* begin Selected excerpt *
From the Blog

Posted by gduhamel at 6:51 pm

After several attempts to detect gesture, relying on skin color, I tried object detection through the famous Viola & jones method. I used it as implemented in OpenCV library.

The experiment was about detecting a gesture used to select some displayed item. Among every possible hand movement, the opposite figure seemed the most intuitive and recognizable.

Picture Samples

Viola & Jones method is well known about efficiently detecting faces. But there is nothing about hands, even less for hands’ back. Software must be trained to identify this particular shape.

In order to compute the shape’s specific Haar-Like Deatures used by detection algorithm, many samples are required. A set of picture focused on the main object. And a set of random scenes, not containing the form to be detected.

Negative images are numerous on the internet. To industrially produce positive images, I wrote a little software.
* end Selected excerpt *
▶ Challenge a: Gather every line of the listing that contains the word "wheel". Case counts.
* begin Data lines *
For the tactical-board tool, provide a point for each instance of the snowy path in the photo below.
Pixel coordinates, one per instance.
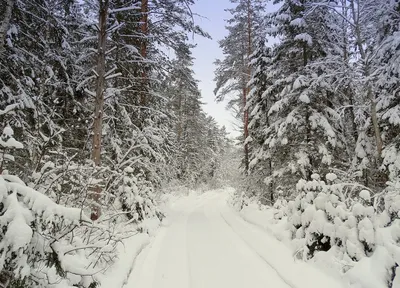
(208, 245)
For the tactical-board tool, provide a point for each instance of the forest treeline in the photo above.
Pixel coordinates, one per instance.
(95, 115)
(315, 84)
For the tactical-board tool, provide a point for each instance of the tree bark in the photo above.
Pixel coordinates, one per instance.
(99, 105)
(370, 94)
(246, 88)
(5, 22)
(143, 48)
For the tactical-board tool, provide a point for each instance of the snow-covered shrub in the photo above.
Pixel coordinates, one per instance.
(39, 244)
(136, 197)
(317, 215)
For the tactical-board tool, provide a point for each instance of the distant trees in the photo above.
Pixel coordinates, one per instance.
(90, 95)
(322, 99)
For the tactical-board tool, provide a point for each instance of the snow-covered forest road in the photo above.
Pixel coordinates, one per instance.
(206, 244)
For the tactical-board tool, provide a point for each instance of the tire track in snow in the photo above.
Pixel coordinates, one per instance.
(283, 278)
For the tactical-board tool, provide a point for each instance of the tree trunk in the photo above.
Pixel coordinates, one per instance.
(370, 94)
(6, 18)
(143, 48)
(98, 112)
(246, 88)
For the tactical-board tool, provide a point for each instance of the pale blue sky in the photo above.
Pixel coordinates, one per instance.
(206, 52)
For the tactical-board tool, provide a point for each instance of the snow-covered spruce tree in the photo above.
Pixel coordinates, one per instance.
(304, 132)
(317, 216)
(234, 71)
(385, 72)
(260, 166)
(41, 243)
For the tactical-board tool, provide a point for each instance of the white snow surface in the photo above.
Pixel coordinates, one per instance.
(204, 243)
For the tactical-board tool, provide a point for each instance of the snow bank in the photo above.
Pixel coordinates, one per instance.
(352, 242)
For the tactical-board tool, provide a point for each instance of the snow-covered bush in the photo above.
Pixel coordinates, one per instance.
(280, 206)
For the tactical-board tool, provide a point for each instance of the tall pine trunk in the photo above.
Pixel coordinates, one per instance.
(143, 48)
(99, 105)
(246, 88)
(370, 95)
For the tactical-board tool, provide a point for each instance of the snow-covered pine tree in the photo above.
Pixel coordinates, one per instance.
(304, 133)
(258, 104)
(234, 71)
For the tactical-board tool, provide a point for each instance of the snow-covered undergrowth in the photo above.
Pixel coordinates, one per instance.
(355, 238)
(46, 242)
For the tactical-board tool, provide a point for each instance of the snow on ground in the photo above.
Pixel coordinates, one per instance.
(206, 244)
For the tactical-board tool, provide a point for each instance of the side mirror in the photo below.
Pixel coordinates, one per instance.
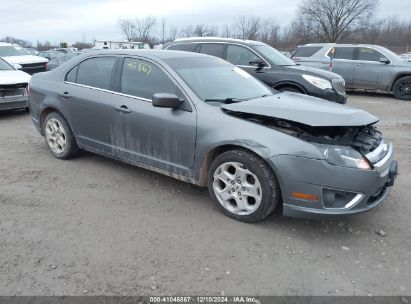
(17, 66)
(385, 60)
(166, 100)
(258, 63)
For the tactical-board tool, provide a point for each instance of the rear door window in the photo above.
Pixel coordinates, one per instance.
(239, 55)
(213, 49)
(342, 53)
(96, 72)
(306, 51)
(142, 79)
(369, 54)
(188, 47)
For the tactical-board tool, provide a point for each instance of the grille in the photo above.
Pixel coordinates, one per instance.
(339, 85)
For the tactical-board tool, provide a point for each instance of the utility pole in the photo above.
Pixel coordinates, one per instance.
(163, 25)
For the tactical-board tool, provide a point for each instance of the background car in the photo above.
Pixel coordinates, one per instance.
(13, 87)
(61, 59)
(363, 66)
(53, 57)
(268, 65)
(15, 54)
(205, 121)
(32, 51)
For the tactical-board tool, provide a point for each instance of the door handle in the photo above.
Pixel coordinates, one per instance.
(65, 95)
(122, 109)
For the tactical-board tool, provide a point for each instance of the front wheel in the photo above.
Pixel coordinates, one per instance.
(402, 88)
(59, 137)
(243, 186)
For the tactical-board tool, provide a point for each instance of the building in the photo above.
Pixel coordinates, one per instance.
(114, 45)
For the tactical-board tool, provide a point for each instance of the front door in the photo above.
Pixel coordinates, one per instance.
(370, 73)
(158, 137)
(91, 106)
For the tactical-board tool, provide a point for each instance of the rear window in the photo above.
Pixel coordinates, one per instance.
(96, 72)
(306, 51)
(369, 54)
(342, 53)
(188, 47)
(213, 49)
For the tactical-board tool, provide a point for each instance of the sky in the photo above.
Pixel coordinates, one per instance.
(86, 20)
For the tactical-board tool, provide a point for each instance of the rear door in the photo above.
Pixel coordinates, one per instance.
(90, 104)
(370, 73)
(157, 137)
(241, 56)
(342, 63)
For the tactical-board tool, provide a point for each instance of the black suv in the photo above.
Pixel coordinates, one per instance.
(269, 65)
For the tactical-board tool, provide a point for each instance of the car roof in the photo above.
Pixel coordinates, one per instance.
(149, 53)
(217, 39)
(342, 44)
(5, 44)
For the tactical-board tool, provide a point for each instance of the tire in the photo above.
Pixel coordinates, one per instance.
(256, 190)
(290, 89)
(59, 137)
(402, 88)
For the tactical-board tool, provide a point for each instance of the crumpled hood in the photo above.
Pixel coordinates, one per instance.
(304, 109)
(315, 72)
(23, 59)
(13, 77)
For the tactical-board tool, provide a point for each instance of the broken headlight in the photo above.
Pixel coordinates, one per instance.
(318, 82)
(343, 156)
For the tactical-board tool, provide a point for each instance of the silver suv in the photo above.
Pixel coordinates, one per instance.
(363, 66)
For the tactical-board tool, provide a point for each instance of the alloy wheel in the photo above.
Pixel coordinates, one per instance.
(237, 189)
(55, 136)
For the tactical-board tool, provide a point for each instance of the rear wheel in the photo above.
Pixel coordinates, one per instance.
(59, 137)
(402, 88)
(243, 186)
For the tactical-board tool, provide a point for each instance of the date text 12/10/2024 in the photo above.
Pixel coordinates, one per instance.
(203, 299)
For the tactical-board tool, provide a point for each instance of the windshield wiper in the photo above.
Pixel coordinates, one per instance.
(225, 101)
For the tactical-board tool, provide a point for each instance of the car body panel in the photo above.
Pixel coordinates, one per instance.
(13, 88)
(13, 77)
(25, 59)
(182, 142)
(306, 110)
(359, 74)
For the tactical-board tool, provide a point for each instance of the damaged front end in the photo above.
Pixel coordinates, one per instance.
(351, 146)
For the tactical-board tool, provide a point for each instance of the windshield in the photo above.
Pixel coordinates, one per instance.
(273, 55)
(12, 50)
(214, 79)
(4, 65)
(55, 55)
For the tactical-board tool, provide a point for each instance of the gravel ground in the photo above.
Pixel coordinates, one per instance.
(93, 226)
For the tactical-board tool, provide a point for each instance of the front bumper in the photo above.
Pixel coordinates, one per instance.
(13, 102)
(313, 177)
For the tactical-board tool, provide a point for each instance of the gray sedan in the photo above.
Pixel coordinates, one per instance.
(202, 120)
(363, 66)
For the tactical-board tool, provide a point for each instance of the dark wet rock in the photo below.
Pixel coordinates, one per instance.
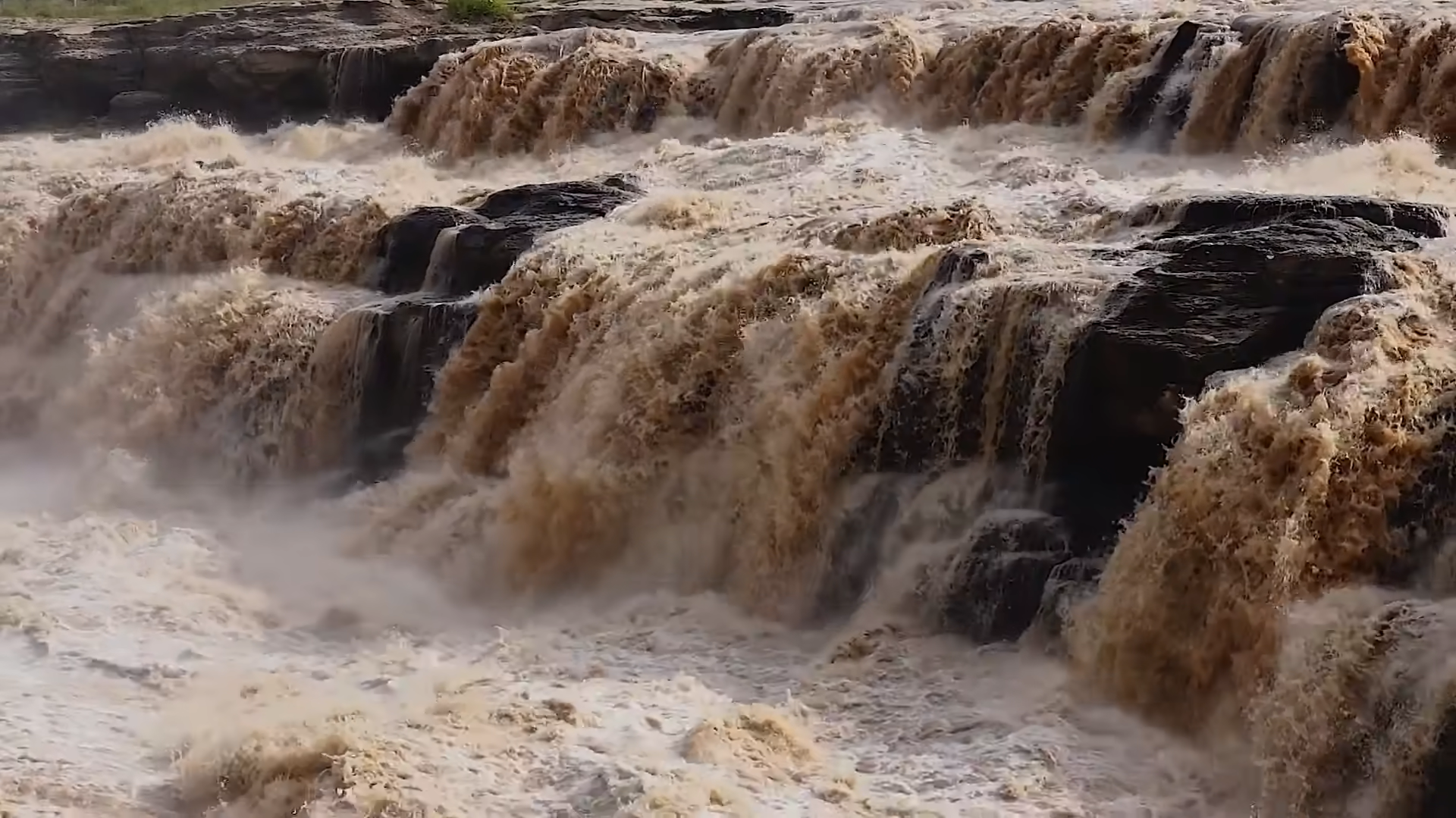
(1155, 105)
(856, 539)
(139, 107)
(261, 64)
(1216, 283)
(402, 345)
(1244, 278)
(990, 588)
(910, 434)
(1150, 105)
(455, 251)
(1068, 584)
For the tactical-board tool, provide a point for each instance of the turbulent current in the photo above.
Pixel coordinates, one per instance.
(629, 424)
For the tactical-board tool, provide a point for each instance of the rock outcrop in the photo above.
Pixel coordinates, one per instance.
(1216, 284)
(1242, 280)
(455, 251)
(435, 261)
(990, 588)
(256, 66)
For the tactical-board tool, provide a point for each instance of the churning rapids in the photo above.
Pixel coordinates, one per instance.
(909, 411)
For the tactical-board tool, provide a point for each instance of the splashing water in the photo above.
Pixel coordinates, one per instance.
(593, 581)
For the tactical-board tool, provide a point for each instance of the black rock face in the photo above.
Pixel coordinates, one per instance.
(456, 251)
(406, 341)
(433, 259)
(992, 587)
(1244, 280)
(1220, 283)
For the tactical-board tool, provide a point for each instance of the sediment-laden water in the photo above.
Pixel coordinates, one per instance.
(657, 494)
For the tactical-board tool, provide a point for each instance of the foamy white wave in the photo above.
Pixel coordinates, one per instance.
(180, 651)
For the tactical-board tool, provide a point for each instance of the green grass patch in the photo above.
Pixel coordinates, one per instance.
(108, 9)
(479, 11)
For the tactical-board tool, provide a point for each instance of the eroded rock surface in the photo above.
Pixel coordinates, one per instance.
(1242, 280)
(1210, 284)
(435, 261)
(455, 251)
(265, 63)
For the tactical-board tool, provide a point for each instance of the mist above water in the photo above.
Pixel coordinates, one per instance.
(592, 584)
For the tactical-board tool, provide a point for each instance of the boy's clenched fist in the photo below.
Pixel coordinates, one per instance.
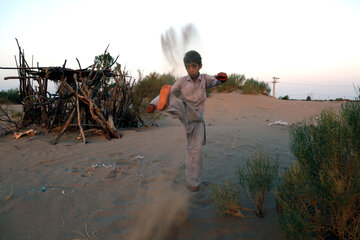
(151, 108)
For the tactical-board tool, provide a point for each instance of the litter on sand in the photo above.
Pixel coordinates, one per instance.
(30, 132)
(281, 123)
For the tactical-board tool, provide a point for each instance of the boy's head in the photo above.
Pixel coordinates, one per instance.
(192, 62)
(192, 57)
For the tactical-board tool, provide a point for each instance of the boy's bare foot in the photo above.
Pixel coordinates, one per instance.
(164, 97)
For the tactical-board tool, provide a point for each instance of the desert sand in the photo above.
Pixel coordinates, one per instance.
(134, 187)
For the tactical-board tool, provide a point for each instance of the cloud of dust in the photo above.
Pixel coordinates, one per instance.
(165, 211)
(175, 45)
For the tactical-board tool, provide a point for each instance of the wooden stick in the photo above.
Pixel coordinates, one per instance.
(78, 108)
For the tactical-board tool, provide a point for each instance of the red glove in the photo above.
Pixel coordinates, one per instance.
(221, 77)
(151, 108)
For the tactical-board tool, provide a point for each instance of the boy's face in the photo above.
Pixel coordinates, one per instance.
(193, 70)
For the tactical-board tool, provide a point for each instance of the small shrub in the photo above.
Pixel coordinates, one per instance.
(227, 199)
(253, 86)
(234, 82)
(319, 197)
(258, 177)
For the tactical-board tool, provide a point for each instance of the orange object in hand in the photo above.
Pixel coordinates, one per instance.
(151, 108)
(221, 76)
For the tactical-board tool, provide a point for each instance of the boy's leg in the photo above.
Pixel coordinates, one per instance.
(193, 154)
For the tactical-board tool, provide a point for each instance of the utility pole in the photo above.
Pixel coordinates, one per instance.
(274, 81)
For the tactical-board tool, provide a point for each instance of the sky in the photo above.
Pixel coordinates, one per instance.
(312, 46)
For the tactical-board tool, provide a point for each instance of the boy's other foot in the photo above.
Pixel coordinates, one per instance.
(164, 97)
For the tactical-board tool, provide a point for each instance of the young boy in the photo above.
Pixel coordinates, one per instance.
(189, 109)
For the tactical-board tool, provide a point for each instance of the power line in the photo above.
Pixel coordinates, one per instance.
(316, 85)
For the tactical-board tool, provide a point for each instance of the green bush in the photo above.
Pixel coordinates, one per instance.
(10, 96)
(234, 82)
(258, 177)
(319, 197)
(227, 199)
(252, 86)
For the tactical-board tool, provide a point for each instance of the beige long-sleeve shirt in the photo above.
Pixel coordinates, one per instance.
(193, 93)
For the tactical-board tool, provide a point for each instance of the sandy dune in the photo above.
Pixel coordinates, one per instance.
(133, 187)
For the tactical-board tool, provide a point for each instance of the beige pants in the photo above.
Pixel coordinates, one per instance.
(194, 125)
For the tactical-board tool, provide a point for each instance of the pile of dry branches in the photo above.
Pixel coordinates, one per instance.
(96, 97)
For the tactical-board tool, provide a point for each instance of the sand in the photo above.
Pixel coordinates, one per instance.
(134, 187)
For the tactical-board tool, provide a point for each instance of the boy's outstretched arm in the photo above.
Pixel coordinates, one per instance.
(212, 81)
(222, 77)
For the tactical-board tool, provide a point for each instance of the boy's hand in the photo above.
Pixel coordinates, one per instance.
(151, 108)
(221, 76)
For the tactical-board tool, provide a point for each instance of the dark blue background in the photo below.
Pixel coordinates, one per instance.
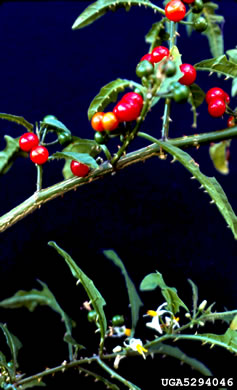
* end Data lines *
▶ Challenge b: Restate the blog post paragraph beginning "Viola & Jones method is well known" as a short bulleted list that keeps its main facts.

▶ Result a:
For the tactical-board tool, provide a point for each instance of the front wheel in the photo above.
For the tactical-board tool, provide a point for each instance of the alloy wheel in the photo above.
For the tactical-board tool, provide a point for each instance of the rear wheel in the photo above.

▶ Result b:
- The Viola & Jones method is well known for detecting faces efficiently.
- There is nothing for hands, and even less for the back of the hand.
- The software must be trained to identify this particular shape.